▸ Brief
Copy verbatim the span of lines beginning at the line that contains "donkey's leg using the picture above." and ending with the final line of the data. Exclude pictures from the copy.

------ Entries supplied ------

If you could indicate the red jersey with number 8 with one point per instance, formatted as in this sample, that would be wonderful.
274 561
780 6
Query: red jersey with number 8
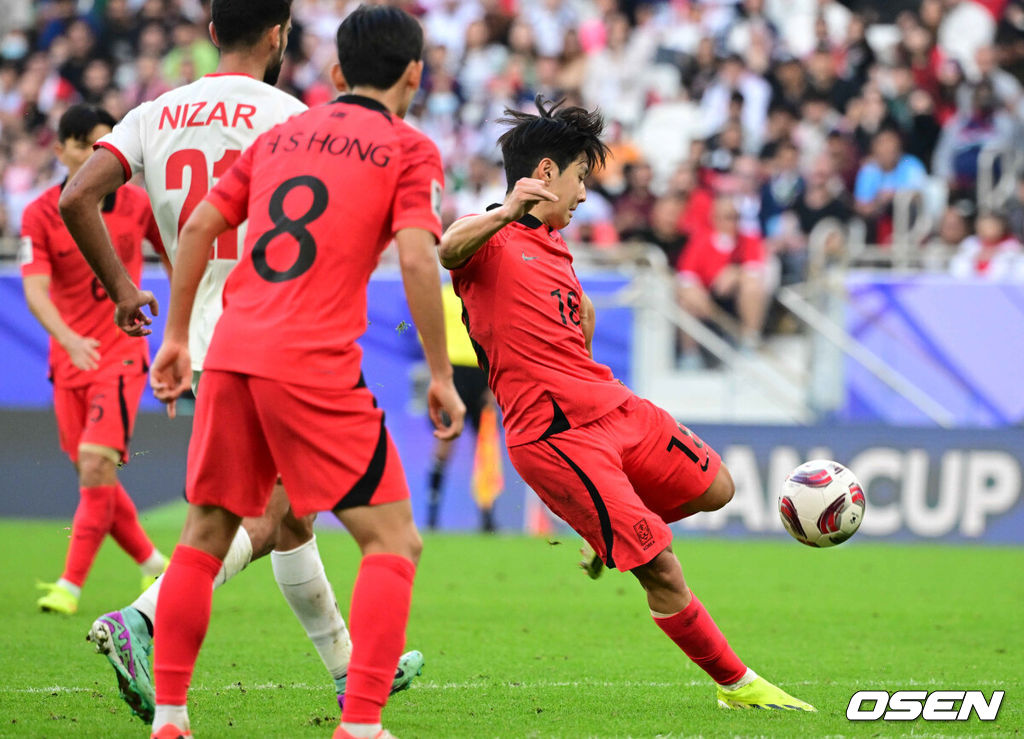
324 192
521 306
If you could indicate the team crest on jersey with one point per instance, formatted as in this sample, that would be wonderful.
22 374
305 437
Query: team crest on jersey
644 535
25 251
436 192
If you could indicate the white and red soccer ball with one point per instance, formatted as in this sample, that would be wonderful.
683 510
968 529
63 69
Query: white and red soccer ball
821 504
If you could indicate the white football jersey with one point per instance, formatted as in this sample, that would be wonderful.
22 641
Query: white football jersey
183 142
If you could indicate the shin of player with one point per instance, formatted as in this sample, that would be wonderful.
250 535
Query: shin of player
613 466
98 374
303 409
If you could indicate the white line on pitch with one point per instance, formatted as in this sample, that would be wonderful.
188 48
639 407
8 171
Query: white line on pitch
531 685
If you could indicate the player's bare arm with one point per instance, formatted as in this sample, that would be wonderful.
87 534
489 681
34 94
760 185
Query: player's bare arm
80 202
423 291
171 372
465 236
588 319
83 350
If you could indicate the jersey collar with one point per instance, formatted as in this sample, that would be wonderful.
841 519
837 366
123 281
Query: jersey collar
364 101
527 220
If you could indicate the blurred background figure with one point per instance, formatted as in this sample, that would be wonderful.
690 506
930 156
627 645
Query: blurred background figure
481 411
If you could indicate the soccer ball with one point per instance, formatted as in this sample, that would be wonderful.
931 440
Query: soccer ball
821 504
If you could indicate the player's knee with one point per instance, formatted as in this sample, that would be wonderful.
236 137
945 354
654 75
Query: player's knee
95 470
721 490
663 573
263 533
295 531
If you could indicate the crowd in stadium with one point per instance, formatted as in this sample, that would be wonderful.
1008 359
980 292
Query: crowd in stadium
736 126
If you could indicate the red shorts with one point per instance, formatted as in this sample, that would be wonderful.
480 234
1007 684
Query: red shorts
330 446
620 480
101 413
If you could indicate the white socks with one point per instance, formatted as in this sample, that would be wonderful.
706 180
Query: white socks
239 555
361 731
300 575
749 677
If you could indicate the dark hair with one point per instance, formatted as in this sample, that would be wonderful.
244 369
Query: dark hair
558 135
242 23
376 44
79 121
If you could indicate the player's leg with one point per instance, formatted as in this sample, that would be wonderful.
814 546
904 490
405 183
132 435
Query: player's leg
335 453
113 428
92 521
221 489
676 474
300 575
125 636
435 481
381 598
183 611
685 620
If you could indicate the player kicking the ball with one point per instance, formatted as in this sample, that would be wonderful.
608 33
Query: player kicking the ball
324 192
613 466
182 142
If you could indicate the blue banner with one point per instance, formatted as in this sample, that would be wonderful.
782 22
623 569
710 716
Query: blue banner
920 483
961 341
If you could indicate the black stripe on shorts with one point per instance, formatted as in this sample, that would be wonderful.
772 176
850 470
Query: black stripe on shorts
602 511
367 485
124 410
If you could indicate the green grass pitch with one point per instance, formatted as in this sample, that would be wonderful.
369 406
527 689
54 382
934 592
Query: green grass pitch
519 643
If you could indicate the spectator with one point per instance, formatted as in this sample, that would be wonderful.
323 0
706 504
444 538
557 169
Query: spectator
990 253
148 83
722 267
633 207
782 187
886 174
192 56
733 77
967 135
1015 210
662 229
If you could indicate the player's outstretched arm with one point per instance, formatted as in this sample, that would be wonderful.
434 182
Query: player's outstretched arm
99 176
417 256
466 235
171 374
588 319
83 350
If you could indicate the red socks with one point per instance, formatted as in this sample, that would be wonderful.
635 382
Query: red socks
182 617
126 529
93 518
377 621
693 631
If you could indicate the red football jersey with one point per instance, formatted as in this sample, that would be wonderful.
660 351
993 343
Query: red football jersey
521 306
710 252
324 191
48 249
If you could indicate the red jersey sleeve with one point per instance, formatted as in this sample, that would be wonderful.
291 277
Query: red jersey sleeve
230 194
421 184
488 251
34 252
152 231
751 251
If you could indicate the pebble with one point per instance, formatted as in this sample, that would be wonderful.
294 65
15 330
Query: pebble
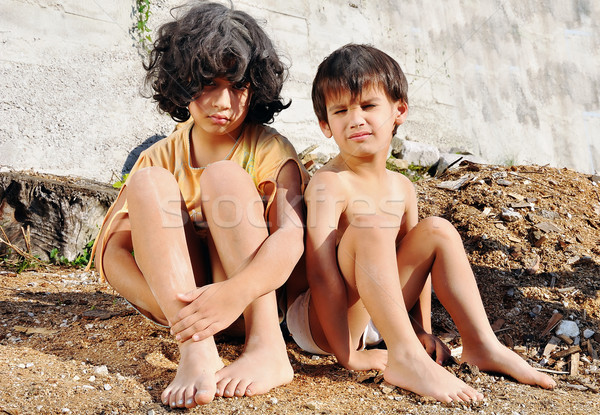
313 406
510 215
568 328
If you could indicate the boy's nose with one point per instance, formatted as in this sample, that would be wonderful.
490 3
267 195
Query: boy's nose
222 98
357 120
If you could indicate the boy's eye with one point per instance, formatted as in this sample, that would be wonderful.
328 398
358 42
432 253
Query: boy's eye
241 86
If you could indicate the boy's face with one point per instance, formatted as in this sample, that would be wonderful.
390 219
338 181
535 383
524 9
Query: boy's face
364 126
221 107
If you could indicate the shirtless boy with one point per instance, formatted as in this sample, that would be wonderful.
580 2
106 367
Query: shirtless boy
367 257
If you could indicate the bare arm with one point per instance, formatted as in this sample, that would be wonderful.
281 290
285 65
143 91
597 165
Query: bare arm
325 205
421 312
328 289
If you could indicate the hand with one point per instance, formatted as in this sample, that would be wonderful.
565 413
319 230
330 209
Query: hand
209 310
367 360
434 346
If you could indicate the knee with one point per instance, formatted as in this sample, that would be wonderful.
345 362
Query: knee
222 173
372 229
438 229
147 178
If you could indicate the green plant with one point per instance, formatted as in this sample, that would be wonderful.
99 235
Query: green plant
143 16
80 261
413 172
120 183
24 258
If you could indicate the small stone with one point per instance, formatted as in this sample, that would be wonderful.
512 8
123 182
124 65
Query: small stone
312 405
568 328
386 388
510 215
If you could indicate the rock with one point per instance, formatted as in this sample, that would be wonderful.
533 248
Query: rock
510 215
548 214
386 388
548 227
312 405
453 160
455 184
400 164
417 153
568 328
62 213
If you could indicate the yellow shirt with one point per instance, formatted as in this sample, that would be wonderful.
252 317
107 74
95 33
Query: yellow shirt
260 150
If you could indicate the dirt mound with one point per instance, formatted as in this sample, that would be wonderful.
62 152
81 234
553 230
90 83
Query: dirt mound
69 345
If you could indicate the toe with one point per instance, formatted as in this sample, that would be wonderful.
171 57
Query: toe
242 387
221 385
229 390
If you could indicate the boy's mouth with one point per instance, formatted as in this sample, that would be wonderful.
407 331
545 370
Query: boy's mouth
219 119
359 136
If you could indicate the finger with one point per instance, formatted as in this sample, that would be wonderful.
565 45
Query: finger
442 353
180 325
207 332
191 331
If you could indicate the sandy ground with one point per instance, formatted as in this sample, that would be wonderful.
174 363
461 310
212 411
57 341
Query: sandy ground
69 344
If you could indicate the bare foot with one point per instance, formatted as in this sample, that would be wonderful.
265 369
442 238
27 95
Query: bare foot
418 373
255 372
195 381
494 357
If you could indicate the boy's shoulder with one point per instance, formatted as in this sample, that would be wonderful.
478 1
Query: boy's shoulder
329 180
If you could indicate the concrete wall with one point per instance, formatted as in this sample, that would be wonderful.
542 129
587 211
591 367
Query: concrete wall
513 81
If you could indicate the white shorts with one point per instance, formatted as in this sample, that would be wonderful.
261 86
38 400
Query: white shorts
298 325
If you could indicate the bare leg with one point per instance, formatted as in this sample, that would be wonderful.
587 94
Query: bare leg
166 261
367 258
435 244
234 213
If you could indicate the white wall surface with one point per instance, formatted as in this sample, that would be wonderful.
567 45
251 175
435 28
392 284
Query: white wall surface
514 81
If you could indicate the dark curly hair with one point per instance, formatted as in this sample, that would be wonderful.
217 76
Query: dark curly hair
210 41
352 68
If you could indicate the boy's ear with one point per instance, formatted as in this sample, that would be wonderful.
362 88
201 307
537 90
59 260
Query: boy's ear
325 128
401 112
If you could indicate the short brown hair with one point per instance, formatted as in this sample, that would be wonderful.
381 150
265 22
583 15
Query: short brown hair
353 68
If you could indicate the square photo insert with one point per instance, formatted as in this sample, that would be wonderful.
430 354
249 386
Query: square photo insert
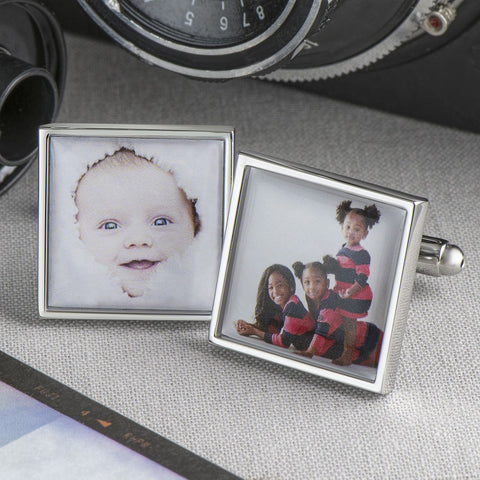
131 220
317 271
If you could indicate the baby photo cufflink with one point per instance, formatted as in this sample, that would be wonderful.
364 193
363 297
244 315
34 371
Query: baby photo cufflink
317 271
131 220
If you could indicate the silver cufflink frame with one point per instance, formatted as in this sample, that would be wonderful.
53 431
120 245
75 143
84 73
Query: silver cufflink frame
259 234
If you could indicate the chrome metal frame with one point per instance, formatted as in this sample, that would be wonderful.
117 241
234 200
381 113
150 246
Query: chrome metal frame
398 302
46 132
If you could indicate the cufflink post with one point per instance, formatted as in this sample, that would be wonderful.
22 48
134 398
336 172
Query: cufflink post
438 257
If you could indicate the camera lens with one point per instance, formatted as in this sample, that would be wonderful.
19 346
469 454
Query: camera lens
32 79
28 98
296 40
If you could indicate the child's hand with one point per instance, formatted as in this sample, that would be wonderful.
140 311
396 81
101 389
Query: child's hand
304 353
244 328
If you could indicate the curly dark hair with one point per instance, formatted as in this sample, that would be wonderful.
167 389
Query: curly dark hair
370 213
265 308
329 265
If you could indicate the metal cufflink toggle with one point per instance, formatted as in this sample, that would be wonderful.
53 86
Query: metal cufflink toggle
438 257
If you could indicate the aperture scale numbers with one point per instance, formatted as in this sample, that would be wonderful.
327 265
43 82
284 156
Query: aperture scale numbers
214 21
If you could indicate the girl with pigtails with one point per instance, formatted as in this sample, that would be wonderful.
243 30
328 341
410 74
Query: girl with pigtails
329 337
280 317
351 276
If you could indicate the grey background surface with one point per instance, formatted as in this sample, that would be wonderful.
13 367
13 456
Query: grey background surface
256 419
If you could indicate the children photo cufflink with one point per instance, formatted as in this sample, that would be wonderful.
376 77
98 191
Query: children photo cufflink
131 220
317 271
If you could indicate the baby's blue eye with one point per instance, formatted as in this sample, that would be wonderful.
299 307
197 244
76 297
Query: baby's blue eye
161 222
109 226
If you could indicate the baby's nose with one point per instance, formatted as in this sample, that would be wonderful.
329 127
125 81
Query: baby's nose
138 237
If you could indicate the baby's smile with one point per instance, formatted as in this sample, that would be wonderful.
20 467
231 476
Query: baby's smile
140 264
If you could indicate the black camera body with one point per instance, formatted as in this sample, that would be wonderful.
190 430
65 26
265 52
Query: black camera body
433 78
430 78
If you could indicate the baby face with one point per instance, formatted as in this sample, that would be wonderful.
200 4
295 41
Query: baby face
278 289
314 284
132 218
354 229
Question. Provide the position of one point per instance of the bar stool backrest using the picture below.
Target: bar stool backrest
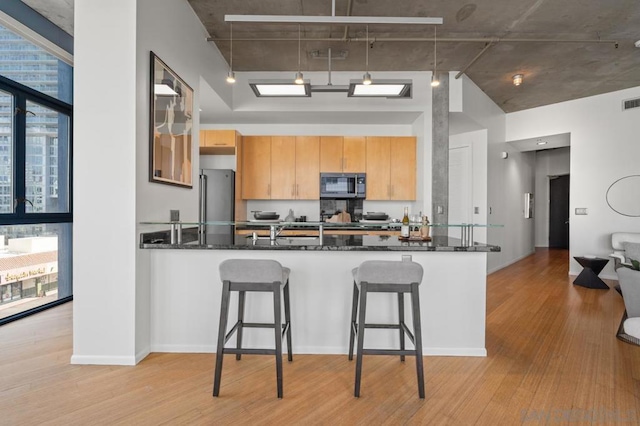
(388, 272)
(252, 271)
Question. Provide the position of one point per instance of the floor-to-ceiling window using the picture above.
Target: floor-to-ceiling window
(35, 178)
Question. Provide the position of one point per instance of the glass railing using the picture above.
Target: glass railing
(275, 228)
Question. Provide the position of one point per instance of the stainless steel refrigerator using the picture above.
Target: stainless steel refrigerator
(217, 189)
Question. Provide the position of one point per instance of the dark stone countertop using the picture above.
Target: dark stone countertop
(159, 240)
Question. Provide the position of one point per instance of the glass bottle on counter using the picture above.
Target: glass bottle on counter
(424, 229)
(404, 229)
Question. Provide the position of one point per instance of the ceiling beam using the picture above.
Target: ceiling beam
(337, 20)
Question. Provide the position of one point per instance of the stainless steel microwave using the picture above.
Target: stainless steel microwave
(343, 185)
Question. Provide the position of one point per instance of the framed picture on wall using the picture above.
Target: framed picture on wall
(171, 127)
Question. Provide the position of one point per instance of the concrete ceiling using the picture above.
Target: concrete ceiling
(60, 12)
(556, 68)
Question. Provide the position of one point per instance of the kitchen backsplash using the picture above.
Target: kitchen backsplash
(311, 209)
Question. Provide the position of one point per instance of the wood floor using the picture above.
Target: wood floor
(553, 359)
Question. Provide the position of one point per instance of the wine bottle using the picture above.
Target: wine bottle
(424, 229)
(404, 229)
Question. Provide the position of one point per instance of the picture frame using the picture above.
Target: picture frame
(171, 127)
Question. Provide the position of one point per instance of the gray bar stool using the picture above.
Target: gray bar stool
(244, 275)
(383, 276)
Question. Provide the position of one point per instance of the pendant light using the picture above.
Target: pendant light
(366, 78)
(231, 76)
(434, 77)
(299, 78)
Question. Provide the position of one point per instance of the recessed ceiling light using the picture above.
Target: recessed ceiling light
(381, 88)
(274, 88)
(517, 79)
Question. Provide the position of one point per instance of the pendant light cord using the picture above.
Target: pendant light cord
(435, 52)
(298, 47)
(367, 52)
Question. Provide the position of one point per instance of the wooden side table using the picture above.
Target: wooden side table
(589, 276)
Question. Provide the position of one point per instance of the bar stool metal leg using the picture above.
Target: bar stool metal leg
(278, 334)
(222, 329)
(354, 313)
(241, 295)
(417, 331)
(361, 327)
(401, 322)
(287, 319)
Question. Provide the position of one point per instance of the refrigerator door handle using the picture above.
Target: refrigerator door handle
(203, 205)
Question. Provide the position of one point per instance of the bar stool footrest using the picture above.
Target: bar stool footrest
(247, 351)
(387, 351)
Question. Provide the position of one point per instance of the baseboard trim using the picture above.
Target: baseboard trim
(102, 360)
(511, 262)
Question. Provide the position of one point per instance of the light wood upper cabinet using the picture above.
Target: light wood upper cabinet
(378, 168)
(354, 154)
(256, 167)
(218, 141)
(307, 168)
(240, 210)
(331, 154)
(391, 168)
(283, 167)
(342, 154)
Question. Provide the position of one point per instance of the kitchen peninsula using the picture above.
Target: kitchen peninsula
(186, 290)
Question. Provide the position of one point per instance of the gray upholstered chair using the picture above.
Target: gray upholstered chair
(629, 330)
(383, 276)
(243, 275)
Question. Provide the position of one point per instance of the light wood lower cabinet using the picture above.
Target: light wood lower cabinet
(391, 168)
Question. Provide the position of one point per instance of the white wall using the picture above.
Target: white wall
(554, 162)
(604, 148)
(507, 180)
(104, 163)
(477, 143)
(111, 163)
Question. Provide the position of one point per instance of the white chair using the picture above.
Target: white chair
(621, 253)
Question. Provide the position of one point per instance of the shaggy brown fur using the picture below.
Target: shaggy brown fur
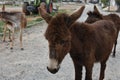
(86, 43)
(95, 16)
(13, 21)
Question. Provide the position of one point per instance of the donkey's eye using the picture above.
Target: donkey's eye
(63, 42)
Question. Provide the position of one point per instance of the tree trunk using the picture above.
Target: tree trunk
(118, 9)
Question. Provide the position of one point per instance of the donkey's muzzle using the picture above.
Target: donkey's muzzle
(53, 71)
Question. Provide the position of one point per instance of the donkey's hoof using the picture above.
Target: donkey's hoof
(11, 48)
(22, 48)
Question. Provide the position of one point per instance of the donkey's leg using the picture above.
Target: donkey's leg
(102, 70)
(78, 69)
(12, 42)
(21, 44)
(88, 72)
(4, 34)
(114, 50)
(10, 36)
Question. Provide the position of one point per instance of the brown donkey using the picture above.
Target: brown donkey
(96, 15)
(86, 43)
(13, 20)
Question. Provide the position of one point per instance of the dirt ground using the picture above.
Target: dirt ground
(30, 64)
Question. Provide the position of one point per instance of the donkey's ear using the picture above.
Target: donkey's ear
(76, 14)
(3, 7)
(43, 12)
(96, 10)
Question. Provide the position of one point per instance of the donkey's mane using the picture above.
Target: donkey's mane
(58, 26)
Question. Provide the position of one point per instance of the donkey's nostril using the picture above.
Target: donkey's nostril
(53, 71)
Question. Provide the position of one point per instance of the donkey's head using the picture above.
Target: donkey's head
(3, 10)
(94, 16)
(58, 36)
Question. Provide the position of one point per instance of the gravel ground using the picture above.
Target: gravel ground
(31, 63)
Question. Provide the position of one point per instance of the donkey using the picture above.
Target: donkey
(86, 43)
(96, 15)
(13, 20)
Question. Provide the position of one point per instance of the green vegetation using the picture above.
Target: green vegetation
(32, 22)
(1, 26)
(105, 2)
(118, 2)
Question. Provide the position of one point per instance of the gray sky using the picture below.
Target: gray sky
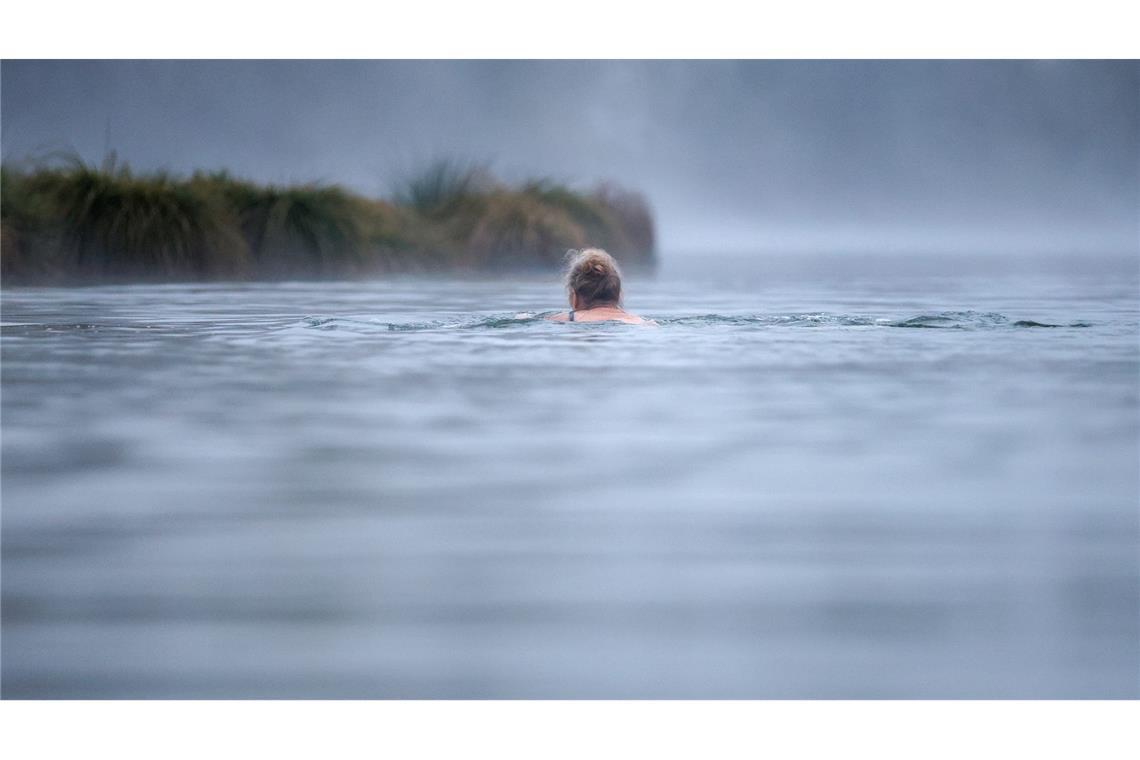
(733, 155)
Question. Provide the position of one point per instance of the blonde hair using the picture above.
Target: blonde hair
(594, 277)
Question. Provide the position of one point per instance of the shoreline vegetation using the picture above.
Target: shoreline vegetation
(71, 222)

------

▸ The output
Question. Provide the position of one point per instance of the donkey's leg using the picture above.
Target: donkey's leg
(102, 70)
(78, 69)
(12, 42)
(21, 44)
(88, 72)
(4, 34)
(114, 50)
(10, 36)
Question. Provide the position of one point per instance of the brown donkey using the picture above.
Target: brown donkey
(96, 15)
(86, 43)
(13, 20)
Question. Provide the position of one point per instance of the dirt ground using the picture above.
Target: dirt ground
(30, 64)
Question. Provide the position of one point per instance of the donkey's ear using the picture above.
Target: donkey's ear
(76, 14)
(3, 7)
(43, 12)
(96, 10)
Question. Provide the position of one point per instance of the donkey's mane using the picture above.
Target: donkey's mane
(58, 26)
Question. Provide the position of one point per instance of the donkey's nostril using the picture above.
Target: donkey's nostril
(53, 71)
Question. Provide the position of one point per instance of the donkey's head using the picture above.
Target: donkey's head
(3, 10)
(94, 16)
(58, 36)
Question. Provide the position of one point per instance of the gravel ground using the picture above.
Target: gravel ground
(31, 63)
Question. Provide the position of one point per instance of the donkey using the picture above.
Target: donkey
(86, 43)
(96, 15)
(13, 20)
Question. Provide the position of one point per instance of the green vegetation using the picture above.
Target: green vegetation
(32, 22)
(1, 26)
(105, 2)
(118, 2)
Question. Provide the position of one point per instance of the gray sky using the picture below.
Target: gray sky
(733, 155)
Question. Provide the position of one point per instance of the blonde hair using the picture above.
Target: blonde hair
(594, 277)
Question. Provide the position of one point per instance of the shoreline vegetation using the picture above.
Target: shoreline vegetation
(71, 222)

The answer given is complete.